◆ **Task prompt**
Return each line below that contains the string "golfer", copying every such line in full.

◆ **Supplied information**
[Begin]
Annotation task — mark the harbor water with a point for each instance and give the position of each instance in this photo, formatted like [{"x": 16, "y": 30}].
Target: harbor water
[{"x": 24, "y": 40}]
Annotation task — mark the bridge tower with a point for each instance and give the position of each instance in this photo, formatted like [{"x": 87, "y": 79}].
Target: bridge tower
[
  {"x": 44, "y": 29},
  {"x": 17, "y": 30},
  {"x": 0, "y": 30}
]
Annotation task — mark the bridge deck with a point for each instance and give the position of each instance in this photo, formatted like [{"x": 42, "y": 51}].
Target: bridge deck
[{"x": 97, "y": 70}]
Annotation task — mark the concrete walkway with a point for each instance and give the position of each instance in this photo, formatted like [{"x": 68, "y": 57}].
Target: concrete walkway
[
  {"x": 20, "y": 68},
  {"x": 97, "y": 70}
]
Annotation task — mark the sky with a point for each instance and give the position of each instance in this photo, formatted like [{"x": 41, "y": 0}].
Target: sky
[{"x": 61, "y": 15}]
[End]
[Begin]
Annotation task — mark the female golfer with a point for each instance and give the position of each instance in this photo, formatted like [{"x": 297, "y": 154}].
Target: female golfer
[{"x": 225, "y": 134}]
[End]
◆ **Result**
Annotation task — mark the female golfer with a point for each instance and give the position of each instance in this photo, formatted like [{"x": 297, "y": 154}].
Target: female golfer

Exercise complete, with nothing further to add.